[What to do]:
Please return all of the data exactly as written.

[Saved entries]:
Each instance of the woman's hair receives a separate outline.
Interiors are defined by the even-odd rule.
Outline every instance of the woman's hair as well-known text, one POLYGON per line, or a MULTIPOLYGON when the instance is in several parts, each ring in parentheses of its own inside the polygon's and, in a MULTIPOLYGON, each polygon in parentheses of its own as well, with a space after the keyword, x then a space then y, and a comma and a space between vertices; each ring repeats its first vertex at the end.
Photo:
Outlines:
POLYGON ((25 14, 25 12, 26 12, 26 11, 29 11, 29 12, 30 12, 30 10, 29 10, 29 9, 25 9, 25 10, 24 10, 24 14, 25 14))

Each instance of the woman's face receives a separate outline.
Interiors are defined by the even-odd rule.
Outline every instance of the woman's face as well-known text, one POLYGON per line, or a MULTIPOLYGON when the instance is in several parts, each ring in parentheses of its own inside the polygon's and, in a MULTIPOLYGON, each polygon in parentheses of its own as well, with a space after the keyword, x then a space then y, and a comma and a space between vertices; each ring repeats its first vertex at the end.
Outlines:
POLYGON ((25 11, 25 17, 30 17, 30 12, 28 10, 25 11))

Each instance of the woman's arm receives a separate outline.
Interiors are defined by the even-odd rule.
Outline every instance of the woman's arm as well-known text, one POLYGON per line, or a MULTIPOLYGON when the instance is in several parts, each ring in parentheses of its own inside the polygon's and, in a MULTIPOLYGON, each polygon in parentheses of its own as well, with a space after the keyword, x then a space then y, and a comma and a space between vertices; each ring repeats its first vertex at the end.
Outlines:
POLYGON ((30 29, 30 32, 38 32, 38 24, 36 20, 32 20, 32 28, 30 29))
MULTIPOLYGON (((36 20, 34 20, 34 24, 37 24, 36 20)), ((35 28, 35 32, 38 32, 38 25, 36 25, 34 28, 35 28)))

[Response]:
Each instance of the woman's hair receives a separate outline.
Interiors are defined by the even-odd rule.
Outline every instance of the woman's hair as well-known text, one POLYGON per line, or a MULTIPOLYGON when the instance is in several parts, each ring in parentheses of its own inside the polygon's and, in a MULTIPOLYGON, each polygon in parentheses of its own as well, with a space after the keyword, x then a space then y, and a comma and a space between vertices; each ring repeats its first vertex at the end.
Photo:
Outlines:
POLYGON ((25 14, 25 12, 26 12, 26 11, 29 11, 29 12, 30 12, 30 10, 29 10, 29 9, 25 9, 25 10, 24 10, 24 14, 25 14))

Each instance of the woman's face receives a separate outline.
Interiors are defined by the even-odd rule.
Outline every instance of the woman's face as well-known text, one POLYGON per line, or a MULTIPOLYGON when the instance is in several parts, each ring in parentheses of its own inside the polygon's and, in a MULTIPOLYGON, each polygon in parentheses of its own as well, with a space after the keyword, x then a space then y, and a comma and a space between vertices; each ring repeats its first vertex at the end.
Outlines:
POLYGON ((25 11, 25 17, 30 17, 30 12, 28 10, 25 11))

Each instance of the woman's arm receives a separate outline.
Interiors are defined by the even-odd rule.
Outline every instance of the woman's arm as well-known text, one POLYGON per line, or a MULTIPOLYGON when the instance is in several parts, each ring in parentheses of its own inside the polygon's and, in a MULTIPOLYGON, each polygon in parentheses of its own as well, with a space after the keyword, x then a space then y, and a comma and a space between vertices; each ring repeats its first vertex at the end.
Outlines:
POLYGON ((30 29, 30 32, 38 32, 38 24, 36 20, 32 20, 32 28, 30 29))
MULTIPOLYGON (((36 20, 34 20, 34 24, 37 24, 36 20)), ((35 28, 35 32, 38 32, 38 25, 36 25, 34 28, 35 28)))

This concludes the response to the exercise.